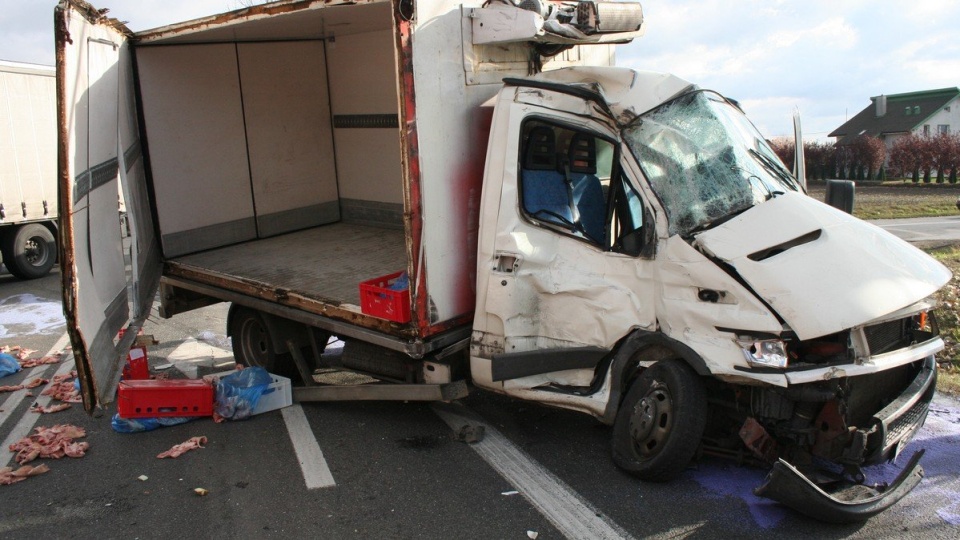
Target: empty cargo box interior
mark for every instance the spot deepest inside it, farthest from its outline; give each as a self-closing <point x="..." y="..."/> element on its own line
<point x="275" y="150"/>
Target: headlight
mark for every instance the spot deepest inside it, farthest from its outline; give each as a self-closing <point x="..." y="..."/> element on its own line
<point x="765" y="353"/>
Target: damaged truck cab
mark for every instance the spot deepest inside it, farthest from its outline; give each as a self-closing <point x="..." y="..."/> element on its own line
<point x="651" y="254"/>
<point x="611" y="241"/>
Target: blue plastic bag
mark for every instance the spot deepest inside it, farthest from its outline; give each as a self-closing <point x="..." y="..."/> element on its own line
<point x="239" y="392"/>
<point x="8" y="365"/>
<point x="136" y="425"/>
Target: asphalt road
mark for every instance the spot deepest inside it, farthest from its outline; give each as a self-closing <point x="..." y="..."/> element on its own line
<point x="924" y="231"/>
<point x="394" y="469"/>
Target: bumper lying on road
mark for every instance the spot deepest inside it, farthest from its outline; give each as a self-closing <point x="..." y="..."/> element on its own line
<point x="893" y="427"/>
<point x="788" y="486"/>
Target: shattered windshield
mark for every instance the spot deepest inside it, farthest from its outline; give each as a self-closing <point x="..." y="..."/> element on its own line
<point x="705" y="160"/>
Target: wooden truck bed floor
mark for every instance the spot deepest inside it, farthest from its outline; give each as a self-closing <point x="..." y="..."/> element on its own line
<point x="328" y="261"/>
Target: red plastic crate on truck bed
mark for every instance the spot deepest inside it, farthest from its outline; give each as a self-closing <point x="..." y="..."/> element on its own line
<point x="166" y="398"/>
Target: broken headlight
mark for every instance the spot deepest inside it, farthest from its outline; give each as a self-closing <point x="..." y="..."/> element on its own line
<point x="765" y="353"/>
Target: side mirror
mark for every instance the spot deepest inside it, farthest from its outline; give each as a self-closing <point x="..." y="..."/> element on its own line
<point x="840" y="194"/>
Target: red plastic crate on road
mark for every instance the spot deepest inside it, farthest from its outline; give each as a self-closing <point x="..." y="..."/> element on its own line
<point x="166" y="398"/>
<point x="379" y="300"/>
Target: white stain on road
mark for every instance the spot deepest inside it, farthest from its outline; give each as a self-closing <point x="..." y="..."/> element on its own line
<point x="26" y="314"/>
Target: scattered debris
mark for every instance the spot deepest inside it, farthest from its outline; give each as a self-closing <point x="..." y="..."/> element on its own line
<point x="27" y="363"/>
<point x="64" y="391"/>
<point x="470" y="434"/>
<point x="36" y="382"/>
<point x="51" y="442"/>
<point x="37" y="408"/>
<point x="180" y="449"/>
<point x="10" y="476"/>
<point x="32" y="384"/>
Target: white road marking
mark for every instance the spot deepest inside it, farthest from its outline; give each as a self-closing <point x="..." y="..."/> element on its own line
<point x="26" y="423"/>
<point x="316" y="473"/>
<point x="557" y="501"/>
<point x="13" y="401"/>
<point x="191" y="354"/>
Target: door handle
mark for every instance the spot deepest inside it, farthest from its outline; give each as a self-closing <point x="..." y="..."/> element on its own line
<point x="506" y="263"/>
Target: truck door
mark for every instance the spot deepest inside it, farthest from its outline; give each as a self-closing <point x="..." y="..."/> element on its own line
<point x="569" y="273"/>
<point x="99" y="150"/>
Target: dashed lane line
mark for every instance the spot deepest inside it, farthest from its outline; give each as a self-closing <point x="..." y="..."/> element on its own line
<point x="26" y="423"/>
<point x="316" y="473"/>
<point x="553" y="498"/>
<point x="14" y="400"/>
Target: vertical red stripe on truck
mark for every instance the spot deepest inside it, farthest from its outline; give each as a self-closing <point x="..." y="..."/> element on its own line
<point x="410" y="155"/>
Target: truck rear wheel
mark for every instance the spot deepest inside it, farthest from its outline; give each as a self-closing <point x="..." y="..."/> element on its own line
<point x="30" y="251"/>
<point x="253" y="345"/>
<point x="661" y="421"/>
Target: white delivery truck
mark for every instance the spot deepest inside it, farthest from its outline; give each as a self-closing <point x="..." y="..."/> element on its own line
<point x="28" y="168"/>
<point x="468" y="191"/>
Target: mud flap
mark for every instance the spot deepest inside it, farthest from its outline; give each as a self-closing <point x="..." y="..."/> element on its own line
<point x="788" y="486"/>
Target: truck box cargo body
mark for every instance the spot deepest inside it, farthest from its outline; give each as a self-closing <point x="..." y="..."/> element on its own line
<point x="287" y="152"/>
<point x="28" y="168"/>
<point x="520" y="215"/>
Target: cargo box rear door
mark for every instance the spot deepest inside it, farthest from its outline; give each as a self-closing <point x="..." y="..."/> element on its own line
<point x="109" y="277"/>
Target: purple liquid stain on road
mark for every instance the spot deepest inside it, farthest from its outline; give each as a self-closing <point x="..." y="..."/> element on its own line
<point x="724" y="479"/>
<point x="940" y="436"/>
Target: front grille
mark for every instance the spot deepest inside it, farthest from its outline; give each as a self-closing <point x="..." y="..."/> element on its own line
<point x="901" y="426"/>
<point x="888" y="336"/>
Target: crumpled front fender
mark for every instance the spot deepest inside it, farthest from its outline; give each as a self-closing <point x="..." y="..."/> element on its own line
<point x="787" y="485"/>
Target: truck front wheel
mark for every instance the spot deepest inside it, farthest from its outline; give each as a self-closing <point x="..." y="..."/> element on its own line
<point x="30" y="251"/>
<point x="252" y="345"/>
<point x="661" y="421"/>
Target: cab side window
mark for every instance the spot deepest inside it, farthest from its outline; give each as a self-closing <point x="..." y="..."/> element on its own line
<point x="627" y="225"/>
<point x="565" y="177"/>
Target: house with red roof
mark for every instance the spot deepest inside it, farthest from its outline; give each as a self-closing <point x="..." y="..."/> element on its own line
<point x="890" y="117"/>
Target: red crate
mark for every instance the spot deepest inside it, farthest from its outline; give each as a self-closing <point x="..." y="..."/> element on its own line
<point x="377" y="299"/>
<point x="166" y="398"/>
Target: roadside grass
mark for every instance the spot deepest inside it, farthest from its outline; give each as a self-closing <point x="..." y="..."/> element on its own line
<point x="868" y="209"/>
<point x="948" y="381"/>
<point x="895" y="200"/>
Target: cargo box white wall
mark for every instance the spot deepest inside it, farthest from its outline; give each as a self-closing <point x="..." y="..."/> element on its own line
<point x="239" y="141"/>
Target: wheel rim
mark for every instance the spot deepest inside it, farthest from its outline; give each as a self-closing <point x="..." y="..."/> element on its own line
<point x="255" y="344"/>
<point x="651" y="421"/>
<point x="36" y="252"/>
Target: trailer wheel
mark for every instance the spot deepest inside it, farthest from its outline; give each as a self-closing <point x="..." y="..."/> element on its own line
<point x="660" y="423"/>
<point x="30" y="251"/>
<point x="252" y="344"/>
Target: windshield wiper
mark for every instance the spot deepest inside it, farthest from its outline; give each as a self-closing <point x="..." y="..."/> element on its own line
<point x="716" y="222"/>
<point x="771" y="166"/>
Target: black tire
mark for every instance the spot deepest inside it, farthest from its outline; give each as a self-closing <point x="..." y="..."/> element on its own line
<point x="661" y="421"/>
<point x="30" y="251"/>
<point x="252" y="345"/>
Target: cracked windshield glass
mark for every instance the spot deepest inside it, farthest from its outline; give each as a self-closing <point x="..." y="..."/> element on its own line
<point x="705" y="160"/>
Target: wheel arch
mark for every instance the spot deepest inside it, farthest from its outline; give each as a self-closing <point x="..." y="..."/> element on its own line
<point x="279" y="330"/>
<point x="643" y="346"/>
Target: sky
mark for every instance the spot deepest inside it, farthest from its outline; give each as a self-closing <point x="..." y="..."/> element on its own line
<point x="825" y="58"/>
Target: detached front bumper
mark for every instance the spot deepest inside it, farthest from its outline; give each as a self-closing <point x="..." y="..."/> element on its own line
<point x="889" y="431"/>
<point x="788" y="486"/>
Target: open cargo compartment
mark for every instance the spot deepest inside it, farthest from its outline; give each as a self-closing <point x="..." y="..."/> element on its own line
<point x="277" y="156"/>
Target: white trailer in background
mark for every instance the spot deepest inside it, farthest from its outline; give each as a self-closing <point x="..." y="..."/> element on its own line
<point x="28" y="168"/>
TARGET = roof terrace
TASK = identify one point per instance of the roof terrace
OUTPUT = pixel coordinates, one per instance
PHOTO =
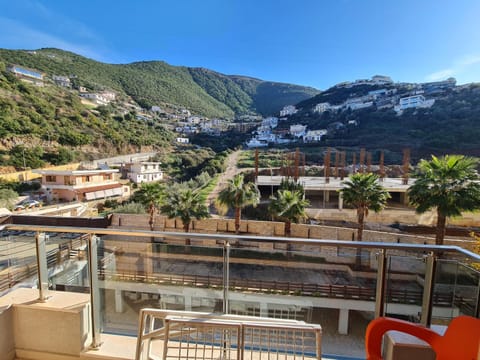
(93, 293)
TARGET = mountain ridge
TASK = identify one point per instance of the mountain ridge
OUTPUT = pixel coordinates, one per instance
(153, 82)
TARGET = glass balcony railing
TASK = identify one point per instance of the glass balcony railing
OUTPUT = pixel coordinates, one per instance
(340, 285)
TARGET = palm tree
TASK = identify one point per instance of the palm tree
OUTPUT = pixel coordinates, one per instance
(288, 206)
(151, 196)
(239, 194)
(364, 193)
(186, 205)
(448, 184)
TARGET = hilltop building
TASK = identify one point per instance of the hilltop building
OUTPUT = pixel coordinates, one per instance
(142, 172)
(30, 75)
(414, 101)
(288, 110)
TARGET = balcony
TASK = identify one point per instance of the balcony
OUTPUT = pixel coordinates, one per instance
(59, 304)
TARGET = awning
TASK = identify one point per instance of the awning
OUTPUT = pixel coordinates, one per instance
(103, 193)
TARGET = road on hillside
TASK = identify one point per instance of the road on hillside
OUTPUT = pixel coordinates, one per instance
(229, 173)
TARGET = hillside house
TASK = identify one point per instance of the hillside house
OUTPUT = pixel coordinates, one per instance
(142, 172)
(96, 98)
(81, 185)
(314, 135)
(297, 130)
(321, 107)
(414, 101)
(270, 121)
(381, 80)
(288, 110)
(63, 81)
(32, 76)
(183, 140)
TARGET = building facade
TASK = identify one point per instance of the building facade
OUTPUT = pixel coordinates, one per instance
(142, 172)
(81, 185)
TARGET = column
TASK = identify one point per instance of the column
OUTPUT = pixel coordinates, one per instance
(343, 321)
(263, 309)
(187, 302)
(118, 301)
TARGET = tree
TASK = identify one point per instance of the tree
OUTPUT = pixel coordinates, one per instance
(448, 184)
(288, 206)
(237, 195)
(364, 193)
(187, 205)
(151, 196)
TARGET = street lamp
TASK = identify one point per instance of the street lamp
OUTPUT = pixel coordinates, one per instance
(23, 155)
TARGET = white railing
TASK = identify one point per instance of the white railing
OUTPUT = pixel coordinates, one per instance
(177, 335)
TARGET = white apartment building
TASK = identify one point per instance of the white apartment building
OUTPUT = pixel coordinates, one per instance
(143, 172)
(382, 80)
(314, 135)
(61, 80)
(321, 107)
(288, 110)
(414, 101)
(271, 122)
(98, 99)
(298, 130)
(359, 105)
(254, 143)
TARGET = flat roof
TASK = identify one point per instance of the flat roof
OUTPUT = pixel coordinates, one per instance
(334, 184)
(74, 172)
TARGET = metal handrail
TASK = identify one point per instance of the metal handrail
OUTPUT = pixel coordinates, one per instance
(224, 240)
(424, 248)
(237, 335)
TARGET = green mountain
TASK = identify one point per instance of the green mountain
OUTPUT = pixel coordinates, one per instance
(201, 91)
(48, 121)
(451, 125)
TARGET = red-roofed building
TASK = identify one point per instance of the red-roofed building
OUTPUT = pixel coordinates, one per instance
(81, 185)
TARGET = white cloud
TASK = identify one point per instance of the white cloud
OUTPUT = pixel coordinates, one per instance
(459, 67)
(21, 36)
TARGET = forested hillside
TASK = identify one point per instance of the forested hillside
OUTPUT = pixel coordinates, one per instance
(51, 122)
(451, 125)
(201, 91)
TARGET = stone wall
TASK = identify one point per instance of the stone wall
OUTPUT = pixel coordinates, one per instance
(272, 228)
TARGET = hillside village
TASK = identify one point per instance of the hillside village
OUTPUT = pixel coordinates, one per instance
(398, 97)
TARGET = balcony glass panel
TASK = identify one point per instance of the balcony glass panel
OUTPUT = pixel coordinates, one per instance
(18, 264)
(68, 262)
(140, 273)
(316, 284)
(456, 286)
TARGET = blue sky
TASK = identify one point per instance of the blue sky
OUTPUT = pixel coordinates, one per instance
(308, 42)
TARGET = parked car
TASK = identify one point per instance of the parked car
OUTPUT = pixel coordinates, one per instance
(19, 207)
(31, 204)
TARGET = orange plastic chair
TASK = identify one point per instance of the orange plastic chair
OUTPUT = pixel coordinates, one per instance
(461, 340)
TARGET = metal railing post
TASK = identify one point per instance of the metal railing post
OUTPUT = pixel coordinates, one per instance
(381, 283)
(42, 267)
(226, 274)
(427, 302)
(477, 307)
(94, 290)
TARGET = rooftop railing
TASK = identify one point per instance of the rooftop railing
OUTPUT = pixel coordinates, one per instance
(289, 278)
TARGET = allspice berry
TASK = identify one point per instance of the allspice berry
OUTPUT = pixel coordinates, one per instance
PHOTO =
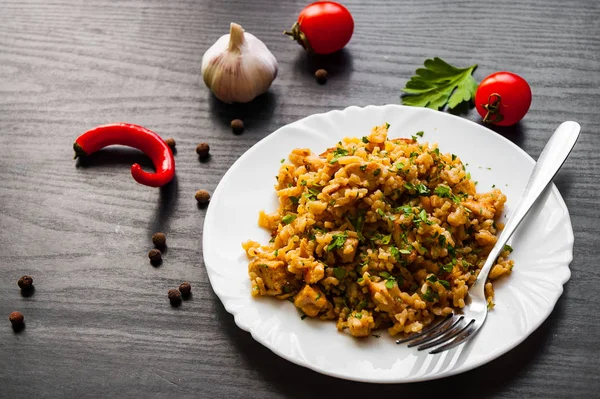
(155, 256)
(17, 319)
(203, 150)
(185, 289)
(171, 143)
(321, 76)
(174, 297)
(159, 240)
(25, 283)
(202, 196)
(237, 125)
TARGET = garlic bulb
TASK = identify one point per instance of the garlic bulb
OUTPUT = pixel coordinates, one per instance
(238, 67)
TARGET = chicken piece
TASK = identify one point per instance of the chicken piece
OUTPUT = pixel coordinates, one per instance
(269, 276)
(315, 273)
(310, 300)
(360, 323)
(348, 251)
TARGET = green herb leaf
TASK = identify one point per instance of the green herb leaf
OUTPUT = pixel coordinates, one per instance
(438, 84)
(339, 272)
(422, 189)
(337, 241)
(448, 268)
(287, 219)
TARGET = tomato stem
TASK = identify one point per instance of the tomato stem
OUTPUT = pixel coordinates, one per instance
(493, 114)
(299, 36)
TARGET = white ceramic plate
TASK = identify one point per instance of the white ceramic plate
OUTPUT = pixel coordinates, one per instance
(543, 248)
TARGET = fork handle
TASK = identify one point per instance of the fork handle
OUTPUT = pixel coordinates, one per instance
(550, 161)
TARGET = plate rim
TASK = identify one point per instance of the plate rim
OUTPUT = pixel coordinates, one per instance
(570, 239)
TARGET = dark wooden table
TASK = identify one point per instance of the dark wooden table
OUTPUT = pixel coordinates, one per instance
(99, 323)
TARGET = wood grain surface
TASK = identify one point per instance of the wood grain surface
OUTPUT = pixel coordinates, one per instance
(99, 323)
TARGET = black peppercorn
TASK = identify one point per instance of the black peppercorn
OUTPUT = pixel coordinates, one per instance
(159, 240)
(174, 297)
(203, 150)
(25, 283)
(185, 289)
(202, 196)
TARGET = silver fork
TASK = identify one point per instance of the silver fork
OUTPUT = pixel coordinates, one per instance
(455, 329)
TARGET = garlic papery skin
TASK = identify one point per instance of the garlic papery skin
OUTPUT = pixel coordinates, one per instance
(238, 67)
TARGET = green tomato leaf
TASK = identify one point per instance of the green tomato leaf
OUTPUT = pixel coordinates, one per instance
(438, 84)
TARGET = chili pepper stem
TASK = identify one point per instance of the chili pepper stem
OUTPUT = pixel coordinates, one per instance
(78, 151)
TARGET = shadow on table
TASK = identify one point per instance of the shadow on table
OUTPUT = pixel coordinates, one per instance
(255, 114)
(487, 380)
(515, 133)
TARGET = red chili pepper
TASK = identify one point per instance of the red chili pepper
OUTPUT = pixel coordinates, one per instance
(134, 136)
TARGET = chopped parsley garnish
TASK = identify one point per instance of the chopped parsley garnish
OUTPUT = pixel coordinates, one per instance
(407, 209)
(386, 239)
(430, 295)
(434, 279)
(395, 253)
(287, 219)
(339, 152)
(337, 241)
(339, 272)
(448, 268)
(446, 192)
(422, 189)
(423, 216)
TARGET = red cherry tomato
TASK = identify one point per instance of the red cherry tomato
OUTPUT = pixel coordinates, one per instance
(323, 27)
(503, 98)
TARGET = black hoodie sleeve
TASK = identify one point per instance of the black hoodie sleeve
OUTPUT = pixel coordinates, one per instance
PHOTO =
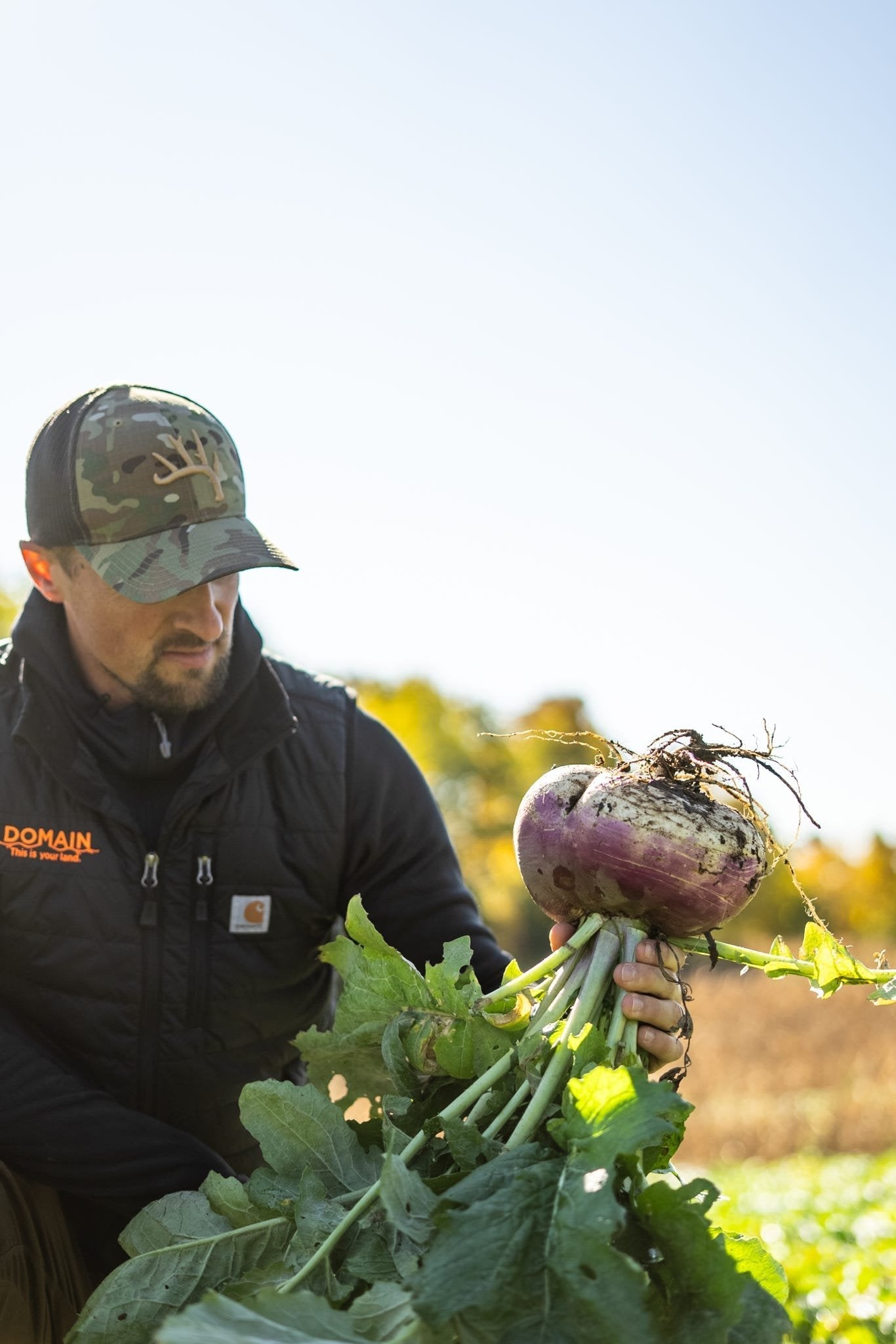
(399, 858)
(64, 1132)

## Task details
From the line that has "TASK = identify one point per instance of the awning" through the line that has "TASK = identify one point per instance of the building", copy every line exactly as it appears above, and leave out all others.

## Answer to this problem
TASK = identify one point per instance of the awning
OUTPUT = pixel coordinates, one per instance
(103, 193)
TARGET = road on hillside
TASK = identify one point per instance of the road on hillside
OUTPUT = pixel coordinates, one per instance
(229, 173)
TARGET = hillside house
TASK = identify one point per instance of the hillside house
OUTPUT = pixel coordinates, one per instance
(142, 172)
(96, 98)
(81, 185)
(314, 135)
(297, 130)
(321, 107)
(414, 101)
(270, 121)
(381, 80)
(288, 110)
(63, 81)
(32, 76)
(183, 140)
TARGET = building facade
TASK = identify one point per instance of the building facade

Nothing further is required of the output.